Point annotation rows
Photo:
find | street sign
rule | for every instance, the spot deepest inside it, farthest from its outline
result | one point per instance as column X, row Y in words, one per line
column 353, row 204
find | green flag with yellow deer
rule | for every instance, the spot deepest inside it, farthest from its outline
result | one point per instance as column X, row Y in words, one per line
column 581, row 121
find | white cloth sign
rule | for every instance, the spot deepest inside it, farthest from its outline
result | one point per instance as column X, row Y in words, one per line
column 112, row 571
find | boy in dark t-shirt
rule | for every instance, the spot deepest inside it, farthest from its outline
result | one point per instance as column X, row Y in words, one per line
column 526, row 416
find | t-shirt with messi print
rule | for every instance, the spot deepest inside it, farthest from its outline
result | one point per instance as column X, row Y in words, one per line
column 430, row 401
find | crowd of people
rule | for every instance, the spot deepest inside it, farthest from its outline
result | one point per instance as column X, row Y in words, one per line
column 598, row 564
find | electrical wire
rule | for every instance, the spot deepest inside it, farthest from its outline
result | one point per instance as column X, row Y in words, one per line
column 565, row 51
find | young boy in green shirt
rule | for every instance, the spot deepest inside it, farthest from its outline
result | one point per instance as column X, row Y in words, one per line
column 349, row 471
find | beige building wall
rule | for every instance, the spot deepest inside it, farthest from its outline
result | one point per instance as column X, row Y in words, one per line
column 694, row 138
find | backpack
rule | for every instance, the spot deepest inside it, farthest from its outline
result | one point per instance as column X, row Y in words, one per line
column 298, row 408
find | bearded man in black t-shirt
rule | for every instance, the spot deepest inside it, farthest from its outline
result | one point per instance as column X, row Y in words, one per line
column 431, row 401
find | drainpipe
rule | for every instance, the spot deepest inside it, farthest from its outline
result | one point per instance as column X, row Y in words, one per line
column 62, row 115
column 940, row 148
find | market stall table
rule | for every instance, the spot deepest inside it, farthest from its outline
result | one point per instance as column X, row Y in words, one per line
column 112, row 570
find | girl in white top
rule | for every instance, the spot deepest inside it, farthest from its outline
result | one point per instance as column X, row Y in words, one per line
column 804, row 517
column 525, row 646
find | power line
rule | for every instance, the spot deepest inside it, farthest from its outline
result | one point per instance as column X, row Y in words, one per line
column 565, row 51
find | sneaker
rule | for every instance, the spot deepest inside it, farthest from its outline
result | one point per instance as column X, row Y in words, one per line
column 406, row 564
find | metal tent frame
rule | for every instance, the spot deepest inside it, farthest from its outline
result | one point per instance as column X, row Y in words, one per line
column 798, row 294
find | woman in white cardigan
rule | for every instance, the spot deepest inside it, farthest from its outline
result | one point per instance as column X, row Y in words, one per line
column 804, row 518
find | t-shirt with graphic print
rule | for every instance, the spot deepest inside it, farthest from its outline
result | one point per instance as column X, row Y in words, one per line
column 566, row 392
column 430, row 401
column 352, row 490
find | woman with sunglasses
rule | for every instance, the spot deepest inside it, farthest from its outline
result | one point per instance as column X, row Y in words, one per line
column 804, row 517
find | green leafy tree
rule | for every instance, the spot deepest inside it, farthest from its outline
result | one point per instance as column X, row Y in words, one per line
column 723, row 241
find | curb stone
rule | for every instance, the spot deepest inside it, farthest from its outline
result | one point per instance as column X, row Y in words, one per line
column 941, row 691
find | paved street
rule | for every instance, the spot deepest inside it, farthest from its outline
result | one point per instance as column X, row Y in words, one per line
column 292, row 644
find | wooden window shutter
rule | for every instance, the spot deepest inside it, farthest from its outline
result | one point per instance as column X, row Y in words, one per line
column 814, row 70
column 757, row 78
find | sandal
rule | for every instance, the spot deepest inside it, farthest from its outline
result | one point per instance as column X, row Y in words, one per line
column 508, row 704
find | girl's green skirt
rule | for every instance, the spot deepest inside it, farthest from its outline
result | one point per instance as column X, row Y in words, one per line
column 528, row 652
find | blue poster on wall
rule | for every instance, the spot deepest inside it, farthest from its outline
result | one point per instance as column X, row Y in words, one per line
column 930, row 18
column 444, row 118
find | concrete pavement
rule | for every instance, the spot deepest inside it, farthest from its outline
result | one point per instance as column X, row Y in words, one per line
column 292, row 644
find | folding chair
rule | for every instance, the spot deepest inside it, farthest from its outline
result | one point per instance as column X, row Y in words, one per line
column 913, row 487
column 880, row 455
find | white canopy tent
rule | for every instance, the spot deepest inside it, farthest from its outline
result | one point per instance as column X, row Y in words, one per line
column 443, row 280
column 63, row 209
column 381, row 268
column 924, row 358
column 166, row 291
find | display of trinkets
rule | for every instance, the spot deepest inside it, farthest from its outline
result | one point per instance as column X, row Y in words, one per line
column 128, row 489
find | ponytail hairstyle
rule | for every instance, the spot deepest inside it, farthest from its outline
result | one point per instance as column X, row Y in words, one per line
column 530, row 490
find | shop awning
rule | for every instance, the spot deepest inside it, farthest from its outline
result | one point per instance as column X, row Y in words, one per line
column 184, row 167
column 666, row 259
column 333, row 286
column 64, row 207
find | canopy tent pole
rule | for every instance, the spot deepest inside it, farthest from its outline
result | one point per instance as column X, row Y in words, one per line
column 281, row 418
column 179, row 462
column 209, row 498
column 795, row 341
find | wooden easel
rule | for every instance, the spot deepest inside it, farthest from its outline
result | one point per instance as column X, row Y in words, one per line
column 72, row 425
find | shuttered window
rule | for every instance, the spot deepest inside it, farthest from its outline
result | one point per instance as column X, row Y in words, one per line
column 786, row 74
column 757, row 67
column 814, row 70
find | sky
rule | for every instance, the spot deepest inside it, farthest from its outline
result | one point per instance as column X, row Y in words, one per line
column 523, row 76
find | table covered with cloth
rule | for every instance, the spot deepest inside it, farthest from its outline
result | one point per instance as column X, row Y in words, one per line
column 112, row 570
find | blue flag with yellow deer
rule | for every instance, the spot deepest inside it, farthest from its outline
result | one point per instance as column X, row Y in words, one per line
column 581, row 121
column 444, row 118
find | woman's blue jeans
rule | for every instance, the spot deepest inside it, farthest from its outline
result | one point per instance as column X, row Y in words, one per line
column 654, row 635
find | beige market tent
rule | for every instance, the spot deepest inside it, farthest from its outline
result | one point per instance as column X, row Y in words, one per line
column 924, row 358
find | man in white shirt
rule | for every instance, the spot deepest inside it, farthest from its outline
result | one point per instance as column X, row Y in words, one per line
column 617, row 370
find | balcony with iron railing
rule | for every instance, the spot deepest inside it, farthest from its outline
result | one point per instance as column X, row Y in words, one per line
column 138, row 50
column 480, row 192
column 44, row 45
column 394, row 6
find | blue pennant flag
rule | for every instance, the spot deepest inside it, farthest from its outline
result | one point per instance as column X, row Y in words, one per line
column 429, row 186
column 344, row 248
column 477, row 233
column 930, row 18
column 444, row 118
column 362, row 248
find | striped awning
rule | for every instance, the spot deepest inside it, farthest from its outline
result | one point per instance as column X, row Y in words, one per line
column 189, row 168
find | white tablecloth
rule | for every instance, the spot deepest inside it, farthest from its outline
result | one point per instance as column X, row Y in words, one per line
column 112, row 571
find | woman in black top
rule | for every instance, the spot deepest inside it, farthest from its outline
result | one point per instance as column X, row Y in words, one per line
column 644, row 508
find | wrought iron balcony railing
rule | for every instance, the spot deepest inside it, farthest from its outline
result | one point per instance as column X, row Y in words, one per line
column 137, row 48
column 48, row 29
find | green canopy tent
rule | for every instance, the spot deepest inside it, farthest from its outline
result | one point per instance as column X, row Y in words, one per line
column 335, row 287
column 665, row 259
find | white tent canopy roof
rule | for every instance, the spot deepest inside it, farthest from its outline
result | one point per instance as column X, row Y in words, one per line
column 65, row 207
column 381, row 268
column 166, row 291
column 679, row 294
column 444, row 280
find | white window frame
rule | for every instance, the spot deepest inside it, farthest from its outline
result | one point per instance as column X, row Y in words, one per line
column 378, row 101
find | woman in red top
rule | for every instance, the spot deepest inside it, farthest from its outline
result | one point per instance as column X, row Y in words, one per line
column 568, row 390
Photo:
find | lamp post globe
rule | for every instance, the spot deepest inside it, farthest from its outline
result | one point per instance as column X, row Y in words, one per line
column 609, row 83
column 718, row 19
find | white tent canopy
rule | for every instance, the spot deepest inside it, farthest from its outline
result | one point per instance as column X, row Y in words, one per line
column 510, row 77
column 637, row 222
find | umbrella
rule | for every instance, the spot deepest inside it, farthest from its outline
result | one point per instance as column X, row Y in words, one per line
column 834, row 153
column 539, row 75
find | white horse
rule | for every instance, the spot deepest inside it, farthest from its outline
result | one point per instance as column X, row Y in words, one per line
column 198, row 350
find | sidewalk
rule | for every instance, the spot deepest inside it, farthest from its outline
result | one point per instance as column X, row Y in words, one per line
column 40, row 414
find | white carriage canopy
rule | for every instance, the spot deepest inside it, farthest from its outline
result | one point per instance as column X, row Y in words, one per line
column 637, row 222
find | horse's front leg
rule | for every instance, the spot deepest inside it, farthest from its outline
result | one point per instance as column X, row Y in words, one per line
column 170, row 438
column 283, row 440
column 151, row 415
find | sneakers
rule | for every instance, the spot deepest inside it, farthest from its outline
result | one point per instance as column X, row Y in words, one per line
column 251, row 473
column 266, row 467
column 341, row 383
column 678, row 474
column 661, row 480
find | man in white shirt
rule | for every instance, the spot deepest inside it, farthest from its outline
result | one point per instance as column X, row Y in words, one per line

--- TASK TO COMPLETE ---
Extract the stretch of rows from the line containing "find | sidewalk" through the end of the rows, and repeat those lines verbatim.

--- RESPONSE TO THIS EXERCISE ---
find | sidewalk
rule | for every instance, the spot deepest inside it, farthest from its outline
result | one point per instance as column X, row Y in words, one per line
column 40, row 414
find | white carriage canopy
rule | for every instance, the spot deepest inside it, farthest from its outline
result | one point per instance as column X, row Y in words, one per line
column 637, row 222
find | horse's front leg
rule | for every instance, the spot deepest inside it, farthest from its outline
result | one point per instance as column X, row Y in words, one per line
column 170, row 438
column 283, row 440
column 151, row 415
find | sneakers
rule | for every instance, the spot deepest inside it, farthest from its outline
result | one point per instance as column X, row Y in words, one per line
column 251, row 473
column 266, row 467
column 341, row 383
column 678, row 474
column 661, row 480
find | man in white shirt
rule | for every instance, the spot deepest inside it, farthest from its outline
result | one point per instance as column X, row Y in words, one per line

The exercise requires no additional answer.